Edward Durell Stone (March 9, 1902 – August 6, 1978) was an American architect known for the formal, highly decorative buildings he designed in the 1950s and 1960s. His works include the Museum of Modern Art, in New York City, the Museo de Arte de Ponce in Ponce, Puerto Rico, the United States Embassy in New Delhi, India, The Keller Center at the University of Chicago, and the John F. Kennedy Center for the Performing Arts in Washington, D.C.

Life and work
Stone was born and raised in Fayetteville, Arkansas. He attended the University of Arkansas, where he joined Sigma Nu Fraternity, Harvard and M.I.T., but did not earn a degree. In 1927 he won the Rotch Travelling Scholarship, which afforded him the opportunity to travel through Europe on a two-year stipend. Stone was impressed by the new architecture he observed in Europe, buildings designed in what would come to be known as the International Style. He returned to the United States in 1929 and took up residence in Manhattan. Hired by the architectural firm of Schultze and Weaver, he designed interiors for the new Waldorf-Astoria Hotel. He subsequently worked for the Associated Architects of Rockefeller Center and became the principal designer of Radio City Music Hall.

> [TASK]:
Answer these questions from the text on Edward Durell Stone.
1. In which city and territory is the Museo de Arte de Ponce?
2. What scholarship did Stone win in 1927?
3. For which hotel did Stone design interiors while at Schultze and Weaver?

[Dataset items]
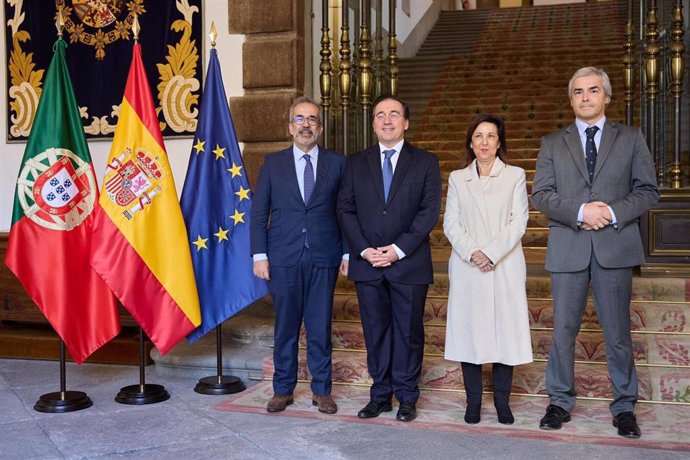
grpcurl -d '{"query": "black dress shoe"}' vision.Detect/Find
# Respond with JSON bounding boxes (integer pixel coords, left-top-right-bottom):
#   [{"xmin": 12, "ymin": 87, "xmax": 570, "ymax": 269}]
[
  {"xmin": 496, "ymin": 406, "xmax": 515, "ymax": 425},
  {"xmin": 357, "ymin": 401, "xmax": 393, "ymax": 418},
  {"xmin": 539, "ymin": 404, "xmax": 570, "ymax": 430},
  {"xmin": 465, "ymin": 404, "xmax": 482, "ymax": 425},
  {"xmin": 613, "ymin": 412, "xmax": 642, "ymax": 438},
  {"xmin": 395, "ymin": 403, "xmax": 417, "ymax": 422}
]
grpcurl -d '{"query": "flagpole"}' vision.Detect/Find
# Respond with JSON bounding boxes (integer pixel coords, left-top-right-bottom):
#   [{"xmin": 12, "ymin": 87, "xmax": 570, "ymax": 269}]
[
  {"xmin": 194, "ymin": 324, "xmax": 247, "ymax": 395},
  {"xmin": 194, "ymin": 27, "xmax": 247, "ymax": 395},
  {"xmin": 34, "ymin": 9, "xmax": 93, "ymax": 413},
  {"xmin": 34, "ymin": 339, "xmax": 93, "ymax": 413},
  {"xmin": 115, "ymin": 328, "xmax": 170, "ymax": 405}
]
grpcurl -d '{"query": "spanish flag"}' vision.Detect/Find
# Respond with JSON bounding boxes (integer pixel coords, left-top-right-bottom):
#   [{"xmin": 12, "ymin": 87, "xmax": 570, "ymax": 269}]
[{"xmin": 91, "ymin": 43, "xmax": 201, "ymax": 354}]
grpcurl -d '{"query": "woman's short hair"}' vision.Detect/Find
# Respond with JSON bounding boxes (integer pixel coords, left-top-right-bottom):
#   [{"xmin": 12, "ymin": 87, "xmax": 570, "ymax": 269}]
[{"xmin": 465, "ymin": 113, "xmax": 508, "ymax": 165}]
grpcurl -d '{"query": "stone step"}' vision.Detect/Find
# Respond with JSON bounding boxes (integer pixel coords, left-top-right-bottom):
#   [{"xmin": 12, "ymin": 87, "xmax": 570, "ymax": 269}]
[{"xmin": 263, "ymin": 349, "xmax": 690, "ymax": 402}]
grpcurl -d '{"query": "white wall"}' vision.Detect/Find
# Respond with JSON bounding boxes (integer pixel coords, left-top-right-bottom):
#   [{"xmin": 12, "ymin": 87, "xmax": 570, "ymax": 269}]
[{"xmin": 0, "ymin": 0, "xmax": 244, "ymax": 232}]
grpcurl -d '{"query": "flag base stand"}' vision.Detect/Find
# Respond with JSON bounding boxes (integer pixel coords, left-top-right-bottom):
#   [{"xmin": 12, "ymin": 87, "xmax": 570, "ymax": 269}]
[
  {"xmin": 34, "ymin": 391, "xmax": 93, "ymax": 414},
  {"xmin": 194, "ymin": 375, "xmax": 247, "ymax": 395},
  {"xmin": 115, "ymin": 327, "xmax": 170, "ymax": 405},
  {"xmin": 194, "ymin": 324, "xmax": 247, "ymax": 395},
  {"xmin": 34, "ymin": 339, "xmax": 93, "ymax": 414},
  {"xmin": 115, "ymin": 383, "xmax": 170, "ymax": 404}
]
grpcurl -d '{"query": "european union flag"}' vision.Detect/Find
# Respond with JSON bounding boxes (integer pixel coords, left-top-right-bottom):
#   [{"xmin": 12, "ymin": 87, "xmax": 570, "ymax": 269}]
[{"xmin": 180, "ymin": 49, "xmax": 268, "ymax": 342}]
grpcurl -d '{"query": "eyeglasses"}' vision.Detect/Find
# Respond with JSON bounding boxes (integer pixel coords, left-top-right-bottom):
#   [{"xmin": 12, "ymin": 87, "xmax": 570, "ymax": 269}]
[
  {"xmin": 292, "ymin": 115, "xmax": 321, "ymax": 126},
  {"xmin": 374, "ymin": 111, "xmax": 402, "ymax": 121}
]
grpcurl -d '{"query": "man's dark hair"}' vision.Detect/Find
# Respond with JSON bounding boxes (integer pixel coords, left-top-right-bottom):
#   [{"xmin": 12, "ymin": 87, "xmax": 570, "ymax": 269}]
[{"xmin": 371, "ymin": 94, "xmax": 410, "ymax": 120}]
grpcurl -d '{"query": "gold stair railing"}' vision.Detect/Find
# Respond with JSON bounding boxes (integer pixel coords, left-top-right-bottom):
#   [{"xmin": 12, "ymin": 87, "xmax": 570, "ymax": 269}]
[
  {"xmin": 319, "ymin": 0, "xmax": 398, "ymax": 154},
  {"xmin": 623, "ymin": 0, "xmax": 690, "ymax": 190}
]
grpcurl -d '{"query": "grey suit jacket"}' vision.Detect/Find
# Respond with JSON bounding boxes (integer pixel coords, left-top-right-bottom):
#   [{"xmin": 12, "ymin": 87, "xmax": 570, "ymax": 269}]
[{"xmin": 532, "ymin": 120, "xmax": 659, "ymax": 272}]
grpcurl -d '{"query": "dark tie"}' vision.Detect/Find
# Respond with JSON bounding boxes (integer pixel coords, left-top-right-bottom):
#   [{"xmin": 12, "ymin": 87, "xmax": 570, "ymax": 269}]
[
  {"xmin": 302, "ymin": 155, "xmax": 314, "ymax": 203},
  {"xmin": 585, "ymin": 126, "xmax": 599, "ymax": 184},
  {"xmin": 383, "ymin": 149, "xmax": 395, "ymax": 201}
]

> [RESPONSE TO THIS EXERCISE]:
1. Ponce, Puerto Rico
2. The Rotch Travelling Scholarship
3. The Waldorf-Astoria Hotel